Work to do>
Reproduce the following lines verbatim, omitting any pictures from your output.

Stored records>
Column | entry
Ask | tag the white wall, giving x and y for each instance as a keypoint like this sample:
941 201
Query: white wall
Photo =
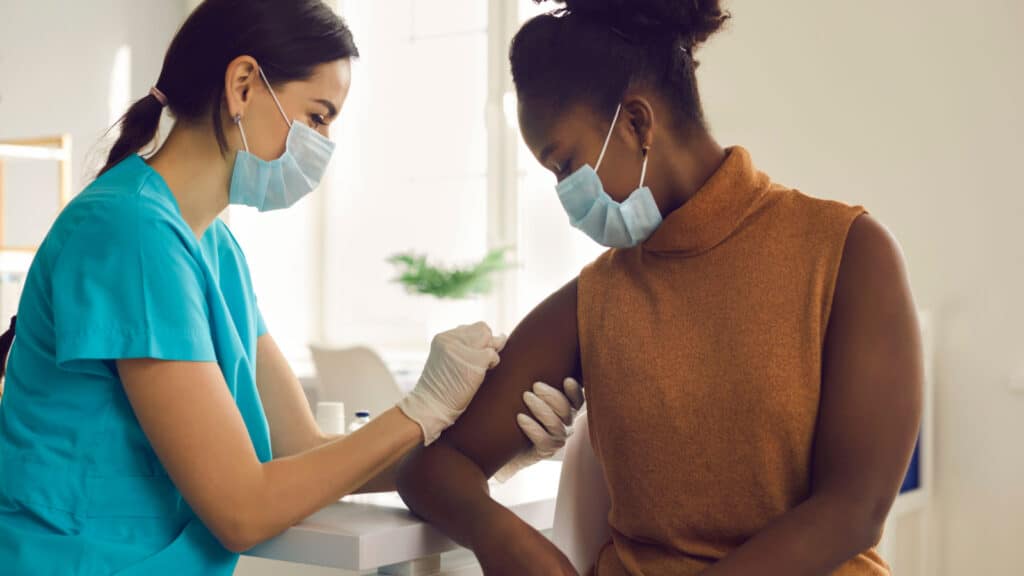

Exercise result>
Column | entry
Ask | tag the white wall, giving x and y for each instance as a keypoint like this sample:
941 201
Query: white wall
Photo =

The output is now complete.